(Goal)
How many lines in the records below contain the string "sleeve"? Reply with the number alone.

A block of data:
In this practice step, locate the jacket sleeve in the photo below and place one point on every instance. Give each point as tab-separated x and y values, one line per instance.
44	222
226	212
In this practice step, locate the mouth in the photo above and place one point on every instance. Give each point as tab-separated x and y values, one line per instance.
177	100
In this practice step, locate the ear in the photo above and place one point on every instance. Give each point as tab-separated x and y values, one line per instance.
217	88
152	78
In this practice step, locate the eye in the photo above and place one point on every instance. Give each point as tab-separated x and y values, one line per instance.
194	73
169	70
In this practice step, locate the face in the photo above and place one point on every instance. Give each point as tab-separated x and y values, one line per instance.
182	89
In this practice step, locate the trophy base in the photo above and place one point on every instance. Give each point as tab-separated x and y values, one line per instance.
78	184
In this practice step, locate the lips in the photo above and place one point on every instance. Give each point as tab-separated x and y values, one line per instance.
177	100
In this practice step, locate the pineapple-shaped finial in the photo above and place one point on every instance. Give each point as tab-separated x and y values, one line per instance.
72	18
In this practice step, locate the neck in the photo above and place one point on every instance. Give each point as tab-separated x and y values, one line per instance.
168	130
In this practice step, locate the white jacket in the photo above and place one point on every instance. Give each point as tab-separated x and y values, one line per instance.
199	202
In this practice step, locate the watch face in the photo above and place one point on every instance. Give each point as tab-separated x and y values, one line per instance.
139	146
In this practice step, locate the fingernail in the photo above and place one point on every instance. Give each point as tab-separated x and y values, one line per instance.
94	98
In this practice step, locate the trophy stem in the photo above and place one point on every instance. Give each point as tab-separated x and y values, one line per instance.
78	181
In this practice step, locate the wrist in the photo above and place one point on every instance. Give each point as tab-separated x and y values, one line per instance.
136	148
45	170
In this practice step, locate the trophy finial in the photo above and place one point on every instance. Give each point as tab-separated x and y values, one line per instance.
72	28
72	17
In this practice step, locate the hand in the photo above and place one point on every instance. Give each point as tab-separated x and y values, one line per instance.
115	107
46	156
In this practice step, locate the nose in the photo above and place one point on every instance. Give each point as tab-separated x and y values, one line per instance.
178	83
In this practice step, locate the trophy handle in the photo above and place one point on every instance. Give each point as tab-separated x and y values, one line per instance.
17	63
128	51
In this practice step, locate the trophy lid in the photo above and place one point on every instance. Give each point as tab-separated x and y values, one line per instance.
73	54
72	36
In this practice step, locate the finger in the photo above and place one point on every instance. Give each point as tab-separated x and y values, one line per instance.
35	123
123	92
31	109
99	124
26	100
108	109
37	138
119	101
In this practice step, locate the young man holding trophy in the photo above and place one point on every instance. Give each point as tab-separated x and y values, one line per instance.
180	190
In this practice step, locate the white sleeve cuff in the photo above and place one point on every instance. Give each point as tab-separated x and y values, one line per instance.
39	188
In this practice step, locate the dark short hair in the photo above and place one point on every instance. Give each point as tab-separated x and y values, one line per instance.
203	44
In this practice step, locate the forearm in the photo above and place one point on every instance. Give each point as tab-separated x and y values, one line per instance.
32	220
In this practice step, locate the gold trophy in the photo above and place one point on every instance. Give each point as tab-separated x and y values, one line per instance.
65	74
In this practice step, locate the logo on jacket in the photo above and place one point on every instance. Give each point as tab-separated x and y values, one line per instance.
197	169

==

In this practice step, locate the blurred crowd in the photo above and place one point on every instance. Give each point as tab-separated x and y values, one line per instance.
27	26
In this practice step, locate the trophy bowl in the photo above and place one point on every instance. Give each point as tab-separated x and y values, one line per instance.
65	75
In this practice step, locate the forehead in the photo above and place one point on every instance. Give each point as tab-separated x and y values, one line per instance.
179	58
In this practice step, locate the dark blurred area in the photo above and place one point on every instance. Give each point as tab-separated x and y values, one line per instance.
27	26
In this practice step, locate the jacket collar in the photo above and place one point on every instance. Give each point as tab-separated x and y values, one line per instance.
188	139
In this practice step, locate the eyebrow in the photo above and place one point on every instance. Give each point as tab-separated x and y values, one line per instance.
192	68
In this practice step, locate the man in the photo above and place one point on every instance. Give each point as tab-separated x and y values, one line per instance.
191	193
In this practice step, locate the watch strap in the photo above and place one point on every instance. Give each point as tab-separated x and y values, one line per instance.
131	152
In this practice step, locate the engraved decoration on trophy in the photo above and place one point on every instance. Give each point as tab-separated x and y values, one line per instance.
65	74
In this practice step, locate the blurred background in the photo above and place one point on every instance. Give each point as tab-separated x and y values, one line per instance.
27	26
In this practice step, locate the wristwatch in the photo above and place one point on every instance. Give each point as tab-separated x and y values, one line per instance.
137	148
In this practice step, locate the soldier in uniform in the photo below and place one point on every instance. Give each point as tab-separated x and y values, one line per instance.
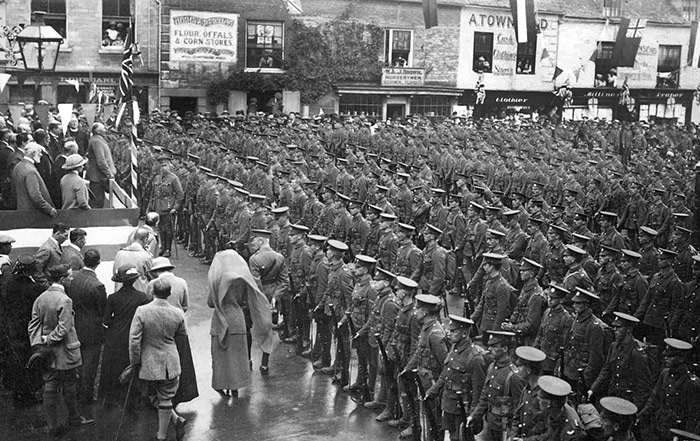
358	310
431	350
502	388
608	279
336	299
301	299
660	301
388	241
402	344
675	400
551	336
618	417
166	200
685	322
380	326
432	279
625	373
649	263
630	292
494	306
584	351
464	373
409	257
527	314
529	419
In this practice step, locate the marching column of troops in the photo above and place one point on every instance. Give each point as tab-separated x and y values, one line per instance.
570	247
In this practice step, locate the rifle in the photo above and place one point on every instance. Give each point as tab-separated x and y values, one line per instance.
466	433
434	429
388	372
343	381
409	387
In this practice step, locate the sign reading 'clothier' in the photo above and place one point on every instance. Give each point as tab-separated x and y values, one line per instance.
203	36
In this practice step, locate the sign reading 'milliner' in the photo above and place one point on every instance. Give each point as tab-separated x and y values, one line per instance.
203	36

(Problem solution)
2